Directions for this task: Scale the stretch from the start of the rows through the line that contains "<point>664,384</point>". Copy every line in that stretch again, requests included, but multiply each x and y coordinate in the answers by 1.85 and round it to a whole number, rounding halves up. Give only those lines.

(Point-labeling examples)
------------------------------
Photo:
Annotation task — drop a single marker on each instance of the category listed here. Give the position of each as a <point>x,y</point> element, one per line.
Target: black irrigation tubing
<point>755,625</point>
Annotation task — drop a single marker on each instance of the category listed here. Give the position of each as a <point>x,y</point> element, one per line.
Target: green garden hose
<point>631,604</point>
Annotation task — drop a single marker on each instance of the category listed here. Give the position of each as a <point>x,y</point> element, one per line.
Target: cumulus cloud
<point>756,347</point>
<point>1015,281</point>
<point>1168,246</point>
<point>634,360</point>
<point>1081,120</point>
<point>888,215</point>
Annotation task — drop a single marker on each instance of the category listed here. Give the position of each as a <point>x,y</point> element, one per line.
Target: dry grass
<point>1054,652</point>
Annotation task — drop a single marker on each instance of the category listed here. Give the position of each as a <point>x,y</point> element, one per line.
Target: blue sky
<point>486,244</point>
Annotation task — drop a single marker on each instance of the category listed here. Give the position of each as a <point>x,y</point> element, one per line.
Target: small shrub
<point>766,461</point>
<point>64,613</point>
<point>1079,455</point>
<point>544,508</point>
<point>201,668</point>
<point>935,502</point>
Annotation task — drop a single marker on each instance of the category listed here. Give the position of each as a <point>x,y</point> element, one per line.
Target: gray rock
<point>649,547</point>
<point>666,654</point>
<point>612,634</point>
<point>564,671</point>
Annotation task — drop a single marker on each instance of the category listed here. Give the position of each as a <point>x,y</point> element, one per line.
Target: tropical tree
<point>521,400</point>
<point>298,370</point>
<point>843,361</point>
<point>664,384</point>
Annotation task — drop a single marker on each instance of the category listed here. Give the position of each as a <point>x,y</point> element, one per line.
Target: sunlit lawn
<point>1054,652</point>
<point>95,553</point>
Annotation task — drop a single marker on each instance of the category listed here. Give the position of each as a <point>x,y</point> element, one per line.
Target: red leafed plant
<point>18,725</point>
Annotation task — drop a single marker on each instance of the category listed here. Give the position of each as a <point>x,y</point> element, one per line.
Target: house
------------------------------
Task answer:
Photo:
Annotation task — drop a single marker on each instance of the category listed here. Give the position of each as a <point>x,y</point> element, one per line.
Target: black irrigation tubing
<point>1397,1156</point>
Annotation task — drop a single marker on each instance of the category listed here. Give the position of each as a <point>x,y</point> element, one per line.
Target: green garden hose
<point>1167,1117</point>
Annotation task — drop a single marker on each instance of the category listed here. Give the position of each as a <point>x,y</point> element, one per line.
Target: cumulus cloud
<point>1399,642</point>
<point>1878,520</point>
<point>2161,455</point>
<point>1173,666</point>
<point>2000,222</point>
<point>1643,398</point>
Annotation task — drop a single marker on each instance of the category listed here. Give the position of each as a <point>x,y</point> element, one per line.
Target: dry grass
<point>1950,1206</point>
Annotation task — drop a single marker on each instance of the category listed here. Give the position of each as a <point>x,y</point> element, one per line.
Target: blue sky
<point>899,451</point>
Annotation task — drop a single marker on each instance of the category listed here. Give the position of each as a <point>x,y</point> element, one per line.
Target: small shrub
<point>1417,853</point>
<point>118,1134</point>
<point>1996,842</point>
<point>1006,940</point>
<point>372,1236</point>
<point>1730,929</point>
Annotation task — drop a single marker on each instance of the category listed here. Give the position of each as a <point>x,y</point> element, one per line.
Target: gray rock
<point>1201,1012</point>
<point>1232,1210</point>
<point>1132,1173</point>
<point>1043,1241</point>
Annotation task — drop a single marker on each instance of the category listed here. Give the position of each as a <point>x,y</point> element, one per line.
Target: tropical tree
<point>964,740</point>
<point>551,685</point>
<point>1560,668</point>
<point>1228,710</point>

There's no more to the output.